## WORK TO COMPLETE
Render all of the material below as a Markdown table with the columns Row and Entry, giving each line its own numbered row. Skip blank lines, and leave the pictures out.

## DATA FOR PROCESSING
◇ ◇ ◇
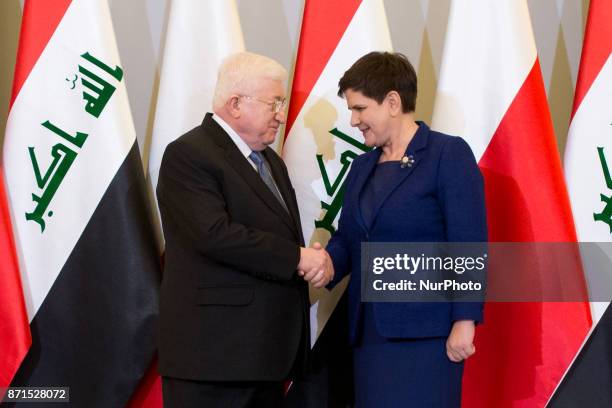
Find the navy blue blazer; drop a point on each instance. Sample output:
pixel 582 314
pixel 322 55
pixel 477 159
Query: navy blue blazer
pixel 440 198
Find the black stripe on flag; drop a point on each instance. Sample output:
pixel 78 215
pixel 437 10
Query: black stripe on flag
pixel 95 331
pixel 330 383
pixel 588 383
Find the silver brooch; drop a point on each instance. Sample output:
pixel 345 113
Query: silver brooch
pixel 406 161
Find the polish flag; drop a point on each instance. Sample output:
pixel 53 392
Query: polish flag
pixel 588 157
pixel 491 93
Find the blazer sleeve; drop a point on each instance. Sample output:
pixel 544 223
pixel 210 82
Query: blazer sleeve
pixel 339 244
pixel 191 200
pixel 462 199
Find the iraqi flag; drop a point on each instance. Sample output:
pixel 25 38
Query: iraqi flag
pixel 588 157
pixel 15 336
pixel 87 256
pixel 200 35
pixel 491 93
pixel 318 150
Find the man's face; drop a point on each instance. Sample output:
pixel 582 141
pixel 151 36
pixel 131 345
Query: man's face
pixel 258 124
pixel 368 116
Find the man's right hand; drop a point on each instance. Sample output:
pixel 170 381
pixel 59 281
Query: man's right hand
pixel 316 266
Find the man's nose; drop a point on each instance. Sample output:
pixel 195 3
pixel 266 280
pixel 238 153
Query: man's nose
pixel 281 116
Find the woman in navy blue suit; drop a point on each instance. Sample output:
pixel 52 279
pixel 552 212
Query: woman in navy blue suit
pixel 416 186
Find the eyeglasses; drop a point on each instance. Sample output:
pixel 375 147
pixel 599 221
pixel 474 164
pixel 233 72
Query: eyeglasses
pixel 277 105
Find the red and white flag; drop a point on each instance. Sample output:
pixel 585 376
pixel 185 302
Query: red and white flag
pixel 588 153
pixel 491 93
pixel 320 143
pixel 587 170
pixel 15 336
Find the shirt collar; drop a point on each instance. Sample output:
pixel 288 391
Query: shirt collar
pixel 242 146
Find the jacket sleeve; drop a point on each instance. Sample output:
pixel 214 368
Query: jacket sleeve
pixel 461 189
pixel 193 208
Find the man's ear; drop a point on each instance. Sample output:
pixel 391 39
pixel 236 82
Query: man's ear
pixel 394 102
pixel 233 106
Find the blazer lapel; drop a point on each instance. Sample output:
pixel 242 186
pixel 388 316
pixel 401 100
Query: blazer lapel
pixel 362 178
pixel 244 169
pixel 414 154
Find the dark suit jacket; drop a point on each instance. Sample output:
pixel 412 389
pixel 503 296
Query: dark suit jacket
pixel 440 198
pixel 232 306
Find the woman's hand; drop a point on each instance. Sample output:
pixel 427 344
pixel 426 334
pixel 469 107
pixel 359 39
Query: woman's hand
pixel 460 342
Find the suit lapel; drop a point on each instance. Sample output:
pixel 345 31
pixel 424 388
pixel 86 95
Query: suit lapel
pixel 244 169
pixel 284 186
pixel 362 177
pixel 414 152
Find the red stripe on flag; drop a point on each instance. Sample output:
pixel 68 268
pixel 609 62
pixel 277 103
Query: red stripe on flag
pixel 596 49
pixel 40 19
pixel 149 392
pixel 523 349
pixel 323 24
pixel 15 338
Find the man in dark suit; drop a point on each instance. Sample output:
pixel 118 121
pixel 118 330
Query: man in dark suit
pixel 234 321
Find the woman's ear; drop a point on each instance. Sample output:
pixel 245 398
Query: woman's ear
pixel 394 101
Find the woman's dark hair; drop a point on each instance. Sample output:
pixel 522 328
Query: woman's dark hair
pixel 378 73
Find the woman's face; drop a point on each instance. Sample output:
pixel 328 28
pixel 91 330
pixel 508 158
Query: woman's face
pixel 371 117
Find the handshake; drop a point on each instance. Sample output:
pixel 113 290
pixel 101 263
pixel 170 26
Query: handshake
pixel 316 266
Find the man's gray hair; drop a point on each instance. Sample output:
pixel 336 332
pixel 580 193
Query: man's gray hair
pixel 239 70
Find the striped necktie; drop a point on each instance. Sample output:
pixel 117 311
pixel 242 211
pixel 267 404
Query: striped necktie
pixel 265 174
◇ ◇ ◇
## RESULT OF THIS TASK
| Row | Entry |
|---|---|
| 1 | Find the navy blue blazer; drop a point on each instance. Sample output: |
| 2 | pixel 582 314 |
| 3 | pixel 322 55 |
| 4 | pixel 477 159 |
| 5 | Query: navy blue blazer |
| 6 | pixel 440 198 |
| 7 | Find the black stripe on flag; drop a point on each instance. Sample output: |
| 8 | pixel 78 215 |
| 9 | pixel 437 10 |
| 10 | Query: black stripe on flag |
| 11 | pixel 95 331 |
| 12 | pixel 330 383 |
| 13 | pixel 588 383 |
| 14 | Find the silver brooch; drop a point on each instance. Sample output: |
| 15 | pixel 345 113 |
| 16 | Query: silver brooch |
| 17 | pixel 406 161 |
| 18 | Find the polish flag; drop a point on each instance. Sample output: |
| 19 | pixel 53 392 |
| 20 | Query: polish flag |
| 21 | pixel 588 157 |
| 22 | pixel 491 93 |
| 23 | Find the blazer sleeve; drop a point on each instance. Sample output: |
| 24 | pixel 544 223 |
| 25 | pixel 210 82 |
| 26 | Query: blazer sleeve |
| 27 | pixel 339 244 |
| 28 | pixel 191 200 |
| 29 | pixel 462 199 |
| 30 | Find the iraqi flag; drop a point on each instance. Sample output: |
| 31 | pixel 25 38 |
| 32 | Query: iraqi flag |
| 33 | pixel 588 157 |
| 34 | pixel 15 336 |
| 35 | pixel 87 256 |
| 36 | pixel 200 35 |
| 37 | pixel 491 93 |
| 38 | pixel 318 150 |
| 39 | Find the man's face; drop a point on each instance. Sample output: |
| 40 | pixel 582 141 |
| 41 | pixel 151 36 |
| 42 | pixel 131 345 |
| 43 | Query: man's face |
| 44 | pixel 258 124 |
| 45 | pixel 368 116 |
| 46 | Find the man's right hand; drop a point on each instance. Sample output: |
| 47 | pixel 170 381 |
| 48 | pixel 59 281 |
| 49 | Query: man's right hand |
| 50 | pixel 316 266 |
| 51 | Find the man's nose; drop a point on each instance. Sample output: |
| 52 | pixel 195 3 |
| 53 | pixel 266 280 |
| 54 | pixel 238 153 |
| 55 | Query: man's nose |
| 56 | pixel 281 116 |
| 57 | Find the woman in navy blue suit; drop a point on each instance. Sample output: |
| 58 | pixel 52 279 |
| 59 | pixel 552 212 |
| 60 | Query: woman in navy blue suit |
| 61 | pixel 416 186 |
| 62 | Find the eyeglasses; drop a point on each instance. Sample output: |
| 63 | pixel 375 147 |
| 64 | pixel 599 221 |
| 65 | pixel 474 164 |
| 66 | pixel 233 72 |
| 67 | Query: eyeglasses |
| 68 | pixel 277 105 |
| 69 | Find the red and white flag; drop a point on each instance. Sample output: |
| 70 | pixel 585 376 |
| 71 | pixel 185 302 |
| 72 | Query: red and white flag |
| 73 | pixel 588 153 |
| 74 | pixel 491 93 |
| 75 | pixel 320 143 |
| 76 | pixel 587 170 |
| 77 | pixel 15 336 |
| 78 | Find the shirt collar; drop a point on each instance. Sample output: |
| 79 | pixel 288 391 |
| 80 | Query: shirt collar |
| 81 | pixel 242 146 |
| 82 | Find the jacket sleeve; drop a point on each instance. Sample output: |
| 83 | pixel 214 368 |
| 84 | Query: jacket sleeve |
| 85 | pixel 461 189 |
| 86 | pixel 193 208 |
| 87 | Find the man's ear; drop a point on each instance. Sample output: |
| 88 | pixel 391 39 |
| 89 | pixel 236 82 |
| 90 | Query: man's ear |
| 91 | pixel 394 102 |
| 92 | pixel 233 106 |
| 93 | Find the blazer lapel; drop a point on each instance. Sample output: |
| 94 | pixel 242 186 |
| 95 | pixel 388 316 |
| 96 | pixel 401 100 |
| 97 | Query: blazer lapel |
| 98 | pixel 362 178 |
| 99 | pixel 244 169 |
| 100 | pixel 414 154 |
| 101 | Find the dark suit jacket; drop a point on each instance. Sample output: |
| 102 | pixel 412 389 |
| 103 | pixel 503 296 |
| 104 | Query: dark suit jacket |
| 105 | pixel 440 198 |
| 106 | pixel 232 306 |
| 107 | Find the woman's hand; drop a point on each instance. Sample output: |
| 108 | pixel 427 344 |
| 109 | pixel 426 334 |
| 110 | pixel 469 107 |
| 111 | pixel 359 39 |
| 112 | Query: woman's hand |
| 113 | pixel 460 342 |
| 114 | Find the suit lapel; drop a point on each instance. Sample output: |
| 115 | pixel 345 31 |
| 116 | pixel 424 388 |
| 117 | pixel 86 95 |
| 118 | Query: suit lapel |
| 119 | pixel 244 169 |
| 120 | pixel 284 186 |
| 121 | pixel 362 177 |
| 122 | pixel 414 152 |
| 123 | Find the red stripe on flag; drop a point on each instance. Sample output: |
| 124 | pixel 68 268 |
| 125 | pixel 609 62 |
| 126 | pixel 277 103 |
| 127 | Query: red stripe on flag |
| 128 | pixel 596 49 |
| 129 | pixel 40 19 |
| 130 | pixel 149 392 |
| 131 | pixel 523 349 |
| 132 | pixel 323 24 |
| 133 | pixel 15 338 |
| 134 | Find the man in dark suit; drop a point on each instance. Sample output: |
| 135 | pixel 118 121 |
| 136 | pixel 118 330 |
| 137 | Query: man in dark suit |
| 138 | pixel 234 321 |
| 139 | Find the woman's ear; drop a point on each instance. Sample output: |
| 140 | pixel 245 398 |
| 141 | Query: woman's ear |
| 142 | pixel 394 101 |
| 143 | Find the woman's dark hair; drop a point on each instance. Sample output: |
| 144 | pixel 522 328 |
| 145 | Query: woman's dark hair |
| 146 | pixel 378 73 |
| 147 | Find the woman's face; drop a point on each instance. Sample output: |
| 148 | pixel 328 28 |
| 149 | pixel 91 330 |
| 150 | pixel 508 158 |
| 151 | Query: woman's face |
| 152 | pixel 371 117 |
| 153 | Find the handshake; drop a point on each instance. Sample output: |
| 154 | pixel 113 290 |
| 155 | pixel 101 263 |
| 156 | pixel 170 26 |
| 157 | Query: handshake |
| 158 | pixel 316 266 |
| 159 | Find the man's gray hair; drop a point on each instance. Sample output: |
| 160 | pixel 336 332 |
| 161 | pixel 580 193 |
| 162 | Query: man's gray hair |
| 163 | pixel 239 70 |
| 164 | Find the striped necktie; drop a point on each instance. Sample output: |
| 165 | pixel 117 311 |
| 166 | pixel 242 211 |
| 167 | pixel 267 404 |
| 168 | Query: striped necktie |
| 169 | pixel 265 174 |